===== Material to process

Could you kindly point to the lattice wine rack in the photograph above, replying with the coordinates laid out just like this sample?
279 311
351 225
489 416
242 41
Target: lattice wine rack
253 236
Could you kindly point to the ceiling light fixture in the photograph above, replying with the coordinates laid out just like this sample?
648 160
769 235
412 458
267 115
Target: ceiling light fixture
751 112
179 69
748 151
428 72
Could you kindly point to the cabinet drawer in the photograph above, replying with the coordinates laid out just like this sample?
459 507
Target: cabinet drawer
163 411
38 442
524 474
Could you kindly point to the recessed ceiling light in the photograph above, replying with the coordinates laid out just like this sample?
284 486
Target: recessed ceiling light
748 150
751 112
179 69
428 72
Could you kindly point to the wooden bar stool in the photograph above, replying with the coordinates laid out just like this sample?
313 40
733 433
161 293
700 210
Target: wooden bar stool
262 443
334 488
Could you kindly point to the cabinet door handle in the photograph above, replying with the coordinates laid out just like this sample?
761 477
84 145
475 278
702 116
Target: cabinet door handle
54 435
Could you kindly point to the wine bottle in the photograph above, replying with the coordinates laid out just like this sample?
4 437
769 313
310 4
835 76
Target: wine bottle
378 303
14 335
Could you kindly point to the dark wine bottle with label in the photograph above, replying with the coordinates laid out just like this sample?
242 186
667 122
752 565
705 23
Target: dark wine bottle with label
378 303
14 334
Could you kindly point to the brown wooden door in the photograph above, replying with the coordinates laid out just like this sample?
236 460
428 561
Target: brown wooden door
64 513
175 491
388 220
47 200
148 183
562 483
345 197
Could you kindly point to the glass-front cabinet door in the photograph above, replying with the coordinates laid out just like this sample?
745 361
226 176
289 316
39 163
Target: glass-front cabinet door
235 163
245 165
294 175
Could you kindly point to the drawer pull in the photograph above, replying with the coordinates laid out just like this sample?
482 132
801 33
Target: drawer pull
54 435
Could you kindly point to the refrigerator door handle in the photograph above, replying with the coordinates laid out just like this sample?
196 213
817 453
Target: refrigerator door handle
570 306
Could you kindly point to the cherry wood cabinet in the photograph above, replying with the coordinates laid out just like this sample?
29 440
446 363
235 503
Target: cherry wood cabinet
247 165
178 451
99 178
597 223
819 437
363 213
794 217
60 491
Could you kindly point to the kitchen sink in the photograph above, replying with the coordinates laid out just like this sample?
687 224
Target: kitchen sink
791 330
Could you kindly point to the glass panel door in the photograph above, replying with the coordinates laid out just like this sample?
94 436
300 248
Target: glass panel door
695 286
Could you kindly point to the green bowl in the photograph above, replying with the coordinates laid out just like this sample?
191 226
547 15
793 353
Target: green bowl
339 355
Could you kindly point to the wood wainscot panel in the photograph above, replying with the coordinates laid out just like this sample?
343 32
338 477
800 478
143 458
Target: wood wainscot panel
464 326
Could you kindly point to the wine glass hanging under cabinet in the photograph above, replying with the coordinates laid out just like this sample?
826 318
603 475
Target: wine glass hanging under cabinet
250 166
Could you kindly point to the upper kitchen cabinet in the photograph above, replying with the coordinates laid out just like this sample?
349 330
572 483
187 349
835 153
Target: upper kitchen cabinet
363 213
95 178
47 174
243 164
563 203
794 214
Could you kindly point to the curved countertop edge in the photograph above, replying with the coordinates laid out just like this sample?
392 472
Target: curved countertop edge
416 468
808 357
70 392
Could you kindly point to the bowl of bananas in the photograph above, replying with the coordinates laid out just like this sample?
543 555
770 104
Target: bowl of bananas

==========

Task -
Only the lines from the one containing "Could you kindly point to the upper" to the end of the listing belong in the output, each reproduced exactly.

The solution -
Could you kindly point to the upper kitchen cabinet in the photograph above, replying with the coordinates laid out just like this sample?
349 330
572 483
187 349
835 153
Target: upper kitchen cabinet
363 213
95 178
47 174
243 164
563 203
794 214
Could you kindly point to the curved countertop edge in the photograph above, replying with the coordinates laid out just like this sample?
392 472
Target: curved countertop edge
416 468
808 357
70 392
Could you kindly point to the bowl of bananas in the photograph above, replying with the coordinates laid out just like this sample?
543 555
770 104
Target: bowl of bananas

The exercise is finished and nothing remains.